• [EXERCISE DIRECTIONS] Collect every line of the data below that contains the string "door". Case counts.

• [ITEMS]
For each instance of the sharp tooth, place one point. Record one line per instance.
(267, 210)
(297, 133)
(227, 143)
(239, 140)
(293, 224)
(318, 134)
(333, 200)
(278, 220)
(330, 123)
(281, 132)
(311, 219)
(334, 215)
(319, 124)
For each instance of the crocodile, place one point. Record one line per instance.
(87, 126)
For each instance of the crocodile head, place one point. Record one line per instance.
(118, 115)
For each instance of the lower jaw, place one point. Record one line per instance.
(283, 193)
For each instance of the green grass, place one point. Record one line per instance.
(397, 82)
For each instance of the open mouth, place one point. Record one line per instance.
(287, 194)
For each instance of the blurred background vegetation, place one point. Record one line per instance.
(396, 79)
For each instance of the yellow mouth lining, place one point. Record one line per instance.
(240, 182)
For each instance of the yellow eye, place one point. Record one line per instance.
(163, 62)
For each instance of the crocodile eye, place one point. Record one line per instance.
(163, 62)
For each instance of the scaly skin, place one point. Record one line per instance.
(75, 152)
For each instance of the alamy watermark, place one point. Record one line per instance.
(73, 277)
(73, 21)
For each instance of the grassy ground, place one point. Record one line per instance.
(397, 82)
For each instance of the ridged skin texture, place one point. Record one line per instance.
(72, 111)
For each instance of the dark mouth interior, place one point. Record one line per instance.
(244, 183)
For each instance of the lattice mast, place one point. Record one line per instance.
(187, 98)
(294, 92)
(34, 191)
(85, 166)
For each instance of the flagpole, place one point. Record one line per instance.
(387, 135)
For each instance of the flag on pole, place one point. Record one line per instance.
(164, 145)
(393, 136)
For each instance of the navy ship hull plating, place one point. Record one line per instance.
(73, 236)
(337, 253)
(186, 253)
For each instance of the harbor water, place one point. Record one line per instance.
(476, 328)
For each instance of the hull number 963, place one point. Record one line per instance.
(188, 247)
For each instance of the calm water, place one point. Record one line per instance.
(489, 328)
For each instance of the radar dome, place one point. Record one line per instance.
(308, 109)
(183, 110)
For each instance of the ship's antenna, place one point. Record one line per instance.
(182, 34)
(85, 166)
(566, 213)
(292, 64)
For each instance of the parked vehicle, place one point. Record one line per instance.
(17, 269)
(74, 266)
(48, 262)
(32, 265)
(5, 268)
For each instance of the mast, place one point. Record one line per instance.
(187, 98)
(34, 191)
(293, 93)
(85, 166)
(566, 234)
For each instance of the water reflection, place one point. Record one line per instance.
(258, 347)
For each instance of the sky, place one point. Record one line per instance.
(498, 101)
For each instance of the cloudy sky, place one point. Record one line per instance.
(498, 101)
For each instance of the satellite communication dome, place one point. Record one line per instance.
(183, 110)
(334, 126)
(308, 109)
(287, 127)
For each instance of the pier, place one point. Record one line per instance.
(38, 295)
* * *
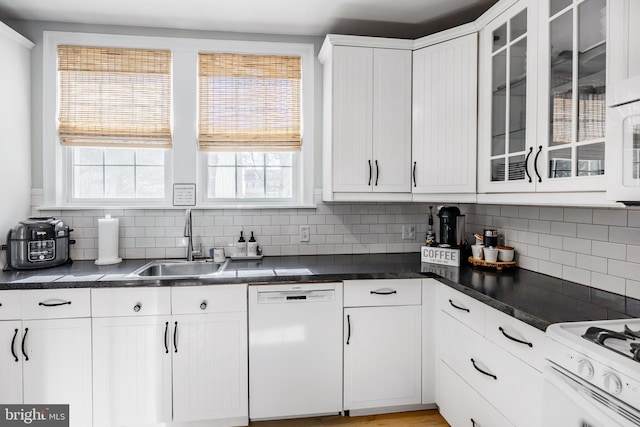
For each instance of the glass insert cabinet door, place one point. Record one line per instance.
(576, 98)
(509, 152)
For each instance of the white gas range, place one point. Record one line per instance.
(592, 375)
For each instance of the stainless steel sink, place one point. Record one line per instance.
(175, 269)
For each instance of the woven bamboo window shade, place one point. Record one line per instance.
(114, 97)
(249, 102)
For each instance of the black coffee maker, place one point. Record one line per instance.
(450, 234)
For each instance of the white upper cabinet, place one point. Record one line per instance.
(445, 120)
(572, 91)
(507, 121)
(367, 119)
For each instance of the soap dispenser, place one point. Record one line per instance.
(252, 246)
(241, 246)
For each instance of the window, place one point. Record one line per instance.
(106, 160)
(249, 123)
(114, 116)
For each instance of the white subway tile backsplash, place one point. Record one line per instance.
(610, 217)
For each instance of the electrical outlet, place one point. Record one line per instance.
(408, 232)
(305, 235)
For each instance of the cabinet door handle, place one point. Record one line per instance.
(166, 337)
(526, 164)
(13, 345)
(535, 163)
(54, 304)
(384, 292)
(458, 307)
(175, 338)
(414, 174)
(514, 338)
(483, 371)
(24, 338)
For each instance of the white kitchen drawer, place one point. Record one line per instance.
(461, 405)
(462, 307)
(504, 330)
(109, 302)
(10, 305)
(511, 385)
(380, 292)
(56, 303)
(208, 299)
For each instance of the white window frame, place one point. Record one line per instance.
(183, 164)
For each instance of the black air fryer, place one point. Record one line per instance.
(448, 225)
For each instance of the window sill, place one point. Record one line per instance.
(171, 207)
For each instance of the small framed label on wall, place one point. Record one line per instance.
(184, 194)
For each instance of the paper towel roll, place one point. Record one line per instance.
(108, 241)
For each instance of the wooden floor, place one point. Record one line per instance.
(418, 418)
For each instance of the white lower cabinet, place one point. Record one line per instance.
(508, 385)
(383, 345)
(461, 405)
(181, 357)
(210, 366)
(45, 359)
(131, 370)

• [WORKED ANSWER]
For each instance of the glass insert cabinet door, place one point. Record one line per instance.
For each instance of the cabinet door handle, place one point. Record one line per instance.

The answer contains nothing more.